EXTRACT TO READ
At the age of 16 I underwent breast reduction surgery. It was one of the best things that I have ever done. At that age the larger than average size of my breasts was causing a lot more than physical pain although there was quite a bit of that.
At that age, the larger than average size of my beasts, combined with the very early appearance of them, was causing my usually outgoing and bubbly teenaged self to shy away from pretty much any situation where I thought they may be noticed.
In grade 9, after 3 years on the elementary basketball and volleyball teams, it was assumed if not expected that I would try out for the high school teams. But after 2 minutes in the changing rooms outside of the gym I quickly got myself out of there. Hardly any of the other girls trying out had breasts, let alone ones with stretch marks that hung lower that a teenaged girl’s ought to, and adding the bulk of my chest to the good foot of height that I had over each one of them made me feel like a bumbling giant.
I struggled almost daily in front of the mirror of my bedroom making sure that the tags of my shirts, the ones that were clearly marked ‘plus size’, would not be spotted, and that the giant straps of my specialty bras, the ones that looked like a 60 year old woman should be wearing them, would not slip out into the open. I wonder to this day if my ending up befriending the punks of my high school didn’t have to do with the bulky black sweaters I wore as often as the weather would allow, to try and hide my chest.

Records from a collection:
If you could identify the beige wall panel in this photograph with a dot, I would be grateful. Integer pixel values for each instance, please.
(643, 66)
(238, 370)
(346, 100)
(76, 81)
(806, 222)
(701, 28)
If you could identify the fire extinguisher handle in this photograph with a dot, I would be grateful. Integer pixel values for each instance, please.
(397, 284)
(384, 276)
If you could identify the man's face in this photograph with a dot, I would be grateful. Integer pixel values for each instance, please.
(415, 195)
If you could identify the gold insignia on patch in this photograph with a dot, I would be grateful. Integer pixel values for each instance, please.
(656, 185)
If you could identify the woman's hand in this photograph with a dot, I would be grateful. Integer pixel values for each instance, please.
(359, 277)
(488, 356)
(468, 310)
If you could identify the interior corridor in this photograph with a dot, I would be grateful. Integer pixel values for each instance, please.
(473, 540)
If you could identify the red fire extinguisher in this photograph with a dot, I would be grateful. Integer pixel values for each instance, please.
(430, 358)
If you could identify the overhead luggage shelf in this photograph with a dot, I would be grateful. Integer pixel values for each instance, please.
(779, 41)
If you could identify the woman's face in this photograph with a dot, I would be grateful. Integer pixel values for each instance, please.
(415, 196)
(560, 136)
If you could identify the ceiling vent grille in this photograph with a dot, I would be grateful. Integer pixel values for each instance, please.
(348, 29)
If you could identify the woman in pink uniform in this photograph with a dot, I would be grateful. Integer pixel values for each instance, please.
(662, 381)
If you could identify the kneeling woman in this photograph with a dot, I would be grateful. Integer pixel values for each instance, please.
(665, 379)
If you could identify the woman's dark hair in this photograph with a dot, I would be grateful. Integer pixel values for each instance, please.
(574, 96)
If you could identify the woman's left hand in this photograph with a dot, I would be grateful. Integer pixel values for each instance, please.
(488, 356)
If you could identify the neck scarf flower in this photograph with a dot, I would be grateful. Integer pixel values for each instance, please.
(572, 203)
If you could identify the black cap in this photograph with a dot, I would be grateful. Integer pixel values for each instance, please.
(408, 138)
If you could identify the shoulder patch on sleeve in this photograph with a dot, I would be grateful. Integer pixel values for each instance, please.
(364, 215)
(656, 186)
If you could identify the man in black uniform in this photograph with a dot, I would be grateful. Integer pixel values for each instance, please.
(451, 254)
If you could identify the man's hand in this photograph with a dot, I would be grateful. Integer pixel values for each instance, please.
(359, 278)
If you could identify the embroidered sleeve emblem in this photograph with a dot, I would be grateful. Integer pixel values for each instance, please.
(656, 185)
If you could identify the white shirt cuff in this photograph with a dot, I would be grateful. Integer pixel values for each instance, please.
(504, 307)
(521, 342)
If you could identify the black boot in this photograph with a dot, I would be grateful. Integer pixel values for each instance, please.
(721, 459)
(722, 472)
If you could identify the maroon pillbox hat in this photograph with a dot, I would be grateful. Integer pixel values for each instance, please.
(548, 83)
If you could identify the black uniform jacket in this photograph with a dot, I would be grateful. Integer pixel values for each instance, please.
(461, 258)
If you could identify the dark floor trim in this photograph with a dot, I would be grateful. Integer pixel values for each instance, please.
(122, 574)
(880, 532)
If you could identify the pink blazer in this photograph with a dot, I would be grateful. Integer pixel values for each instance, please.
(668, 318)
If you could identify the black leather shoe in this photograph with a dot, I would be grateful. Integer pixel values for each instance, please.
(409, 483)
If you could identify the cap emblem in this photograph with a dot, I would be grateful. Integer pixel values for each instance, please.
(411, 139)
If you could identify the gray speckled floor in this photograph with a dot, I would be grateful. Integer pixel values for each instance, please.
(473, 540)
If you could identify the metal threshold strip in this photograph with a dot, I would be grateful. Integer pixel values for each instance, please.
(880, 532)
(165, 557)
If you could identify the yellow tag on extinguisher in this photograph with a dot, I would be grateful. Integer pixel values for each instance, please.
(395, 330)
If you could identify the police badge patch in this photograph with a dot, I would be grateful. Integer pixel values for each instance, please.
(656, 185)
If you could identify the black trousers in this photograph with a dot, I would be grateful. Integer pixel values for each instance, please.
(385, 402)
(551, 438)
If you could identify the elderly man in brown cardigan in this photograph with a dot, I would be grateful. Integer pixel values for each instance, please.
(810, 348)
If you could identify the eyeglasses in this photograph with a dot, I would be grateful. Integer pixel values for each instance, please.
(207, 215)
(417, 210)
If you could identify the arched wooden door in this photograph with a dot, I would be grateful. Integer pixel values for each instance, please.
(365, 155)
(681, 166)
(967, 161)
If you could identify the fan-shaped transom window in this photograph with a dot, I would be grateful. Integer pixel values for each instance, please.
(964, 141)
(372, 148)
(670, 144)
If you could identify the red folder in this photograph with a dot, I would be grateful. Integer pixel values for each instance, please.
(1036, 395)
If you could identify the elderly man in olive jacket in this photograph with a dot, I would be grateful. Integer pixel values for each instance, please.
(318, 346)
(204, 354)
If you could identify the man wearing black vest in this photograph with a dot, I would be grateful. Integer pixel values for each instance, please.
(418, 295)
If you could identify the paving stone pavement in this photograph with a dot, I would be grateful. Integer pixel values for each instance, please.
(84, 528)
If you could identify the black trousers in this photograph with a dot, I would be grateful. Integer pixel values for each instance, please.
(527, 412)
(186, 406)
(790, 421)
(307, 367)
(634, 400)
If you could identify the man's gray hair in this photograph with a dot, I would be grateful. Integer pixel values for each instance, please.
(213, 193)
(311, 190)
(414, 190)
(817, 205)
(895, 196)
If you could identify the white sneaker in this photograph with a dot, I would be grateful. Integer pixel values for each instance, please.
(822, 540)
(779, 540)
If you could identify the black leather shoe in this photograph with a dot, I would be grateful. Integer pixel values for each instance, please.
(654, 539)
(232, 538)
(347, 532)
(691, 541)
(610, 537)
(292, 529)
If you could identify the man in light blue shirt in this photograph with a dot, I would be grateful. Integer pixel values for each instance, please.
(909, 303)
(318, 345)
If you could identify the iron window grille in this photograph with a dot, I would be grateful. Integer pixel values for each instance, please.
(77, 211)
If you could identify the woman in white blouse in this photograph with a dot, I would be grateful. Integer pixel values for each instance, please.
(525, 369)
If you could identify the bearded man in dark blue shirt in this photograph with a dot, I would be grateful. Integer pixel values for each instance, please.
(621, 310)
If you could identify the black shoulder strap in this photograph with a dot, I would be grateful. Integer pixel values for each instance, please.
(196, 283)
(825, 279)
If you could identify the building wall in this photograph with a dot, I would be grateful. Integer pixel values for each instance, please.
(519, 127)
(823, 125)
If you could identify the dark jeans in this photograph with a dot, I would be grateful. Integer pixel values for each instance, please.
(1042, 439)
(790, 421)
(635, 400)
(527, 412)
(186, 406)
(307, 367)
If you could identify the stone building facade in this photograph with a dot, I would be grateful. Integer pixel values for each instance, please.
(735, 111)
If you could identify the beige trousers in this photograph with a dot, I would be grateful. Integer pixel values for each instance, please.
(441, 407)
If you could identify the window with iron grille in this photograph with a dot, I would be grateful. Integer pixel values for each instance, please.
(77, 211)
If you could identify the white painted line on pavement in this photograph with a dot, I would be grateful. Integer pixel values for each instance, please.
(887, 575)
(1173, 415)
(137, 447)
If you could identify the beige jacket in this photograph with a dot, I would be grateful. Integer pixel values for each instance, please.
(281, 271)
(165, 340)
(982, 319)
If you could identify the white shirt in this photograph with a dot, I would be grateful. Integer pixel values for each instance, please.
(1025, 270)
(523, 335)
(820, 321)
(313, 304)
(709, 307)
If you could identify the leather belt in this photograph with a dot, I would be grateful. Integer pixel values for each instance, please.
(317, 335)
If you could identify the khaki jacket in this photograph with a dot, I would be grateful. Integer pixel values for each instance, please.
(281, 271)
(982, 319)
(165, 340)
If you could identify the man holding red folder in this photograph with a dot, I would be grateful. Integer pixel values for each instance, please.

USING THE INFORMATION
1 – Reproduce the passage from the breast reduction essay starting with "At that age, the" and going on through "may be noticed.".
2 – In the breast reduction essay, how many years had the writer spent on the elementary basketball and volleyball teams before grade 9?

SOLVED TASKS
1 –
At that age, the larger than average size of my beasts, combined with the very early appearance of them, was causing my usually outgoing and bubbly teenaged self to shy away from pretty much any situation where I thought they may be noticed.

2 – 3 years.